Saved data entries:

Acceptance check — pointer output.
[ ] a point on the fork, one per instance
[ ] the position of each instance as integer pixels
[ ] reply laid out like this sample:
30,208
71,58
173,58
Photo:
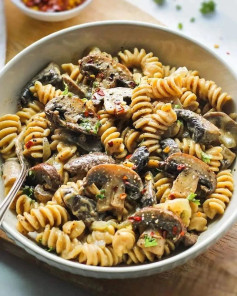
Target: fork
18,183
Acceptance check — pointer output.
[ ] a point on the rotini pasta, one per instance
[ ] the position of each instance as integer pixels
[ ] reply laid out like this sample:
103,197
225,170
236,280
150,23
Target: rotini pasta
125,166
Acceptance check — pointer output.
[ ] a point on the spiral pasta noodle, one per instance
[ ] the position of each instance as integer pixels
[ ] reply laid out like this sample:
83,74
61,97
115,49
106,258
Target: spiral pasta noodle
30,110
154,125
189,100
216,202
73,72
45,93
74,229
10,127
207,90
51,214
130,138
55,239
110,136
35,137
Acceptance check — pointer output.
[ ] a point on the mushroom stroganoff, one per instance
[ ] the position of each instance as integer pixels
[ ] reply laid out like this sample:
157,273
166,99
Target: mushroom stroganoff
130,159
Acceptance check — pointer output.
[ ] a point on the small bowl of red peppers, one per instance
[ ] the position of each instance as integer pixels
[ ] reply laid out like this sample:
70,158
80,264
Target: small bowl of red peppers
51,10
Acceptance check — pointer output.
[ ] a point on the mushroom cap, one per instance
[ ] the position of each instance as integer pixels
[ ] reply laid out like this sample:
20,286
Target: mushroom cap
47,175
203,131
227,126
159,219
178,162
80,166
116,180
73,114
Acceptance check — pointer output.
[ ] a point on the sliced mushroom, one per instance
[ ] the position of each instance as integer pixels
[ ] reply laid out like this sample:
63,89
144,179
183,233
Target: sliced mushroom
191,171
227,126
41,194
203,130
169,146
139,158
82,207
80,166
86,142
149,196
73,114
115,100
190,239
117,183
154,237
49,75
170,225
73,87
46,175
103,69
228,157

AIM OF THE TASK — Write the records above out again exactly, with no pictures in your copy.

THE ANSWER —
Acceptance check — pointer output.
[ ] a point on the fork, one per instance
[ ] the position of each instance as integer pixels
[ ] reply laid out like this sample:
30,208
71,58
173,58
Photo:
Target: fork
18,183
Acceptance check — pointer output.
[ ] a point on the rotini pasta, one per instance
[ ] the position of each instance as integer pixels
[ ] reply laid out like this sample:
103,197
225,170
236,280
150,23
Target: rotini pasta
125,166
Acceptance check — pointer output.
[ ] a point on the spiral pasta noodle, one per instance
[ ] the position of each instance as integer pixels
[ ] reply laid out like this sample:
83,74
61,97
115,49
106,258
Target: spiral pasta noodle
30,110
154,125
189,100
216,202
73,72
45,93
74,229
10,127
207,90
51,214
130,138
55,239
110,136
35,137
Acceptance check — pointer output.
[ ] a point on the mushroom stroganoff, one per instance
[ ] the position of each instance as integer pixels
[ ] reply laid out like this sample:
157,273
166,99
Target: mushroom stroganoff
130,159
Acceptance check — pointer output.
[ ] a point on the small bowl of red peppers, one per instance
[ ] the position of each instance as integer pixels
[ ] reply laid out like this sample:
70,158
80,264
Target: small bowl of red peppers
51,10
Acceptance check — pointer output.
[ ] a point on the mushroom cap, one per instance
[ ] the position of each instance as integer pixels
[ ] reply laid out like this sample:
20,286
Target: mushroom cap
47,175
203,131
227,126
159,219
178,162
80,166
116,180
73,114
Acceptance check — pointer output.
[ ] a point on the sliced mushroom, one per instance
[ ] the position of each instance as integer pixels
[ ] reply laid out like this sample:
63,89
144,179
183,233
Target: sliced mushroom
191,171
227,126
41,194
203,130
169,146
139,158
82,207
80,166
86,142
149,196
73,114
115,100
190,239
117,183
154,237
49,75
170,225
73,87
46,175
103,69
228,157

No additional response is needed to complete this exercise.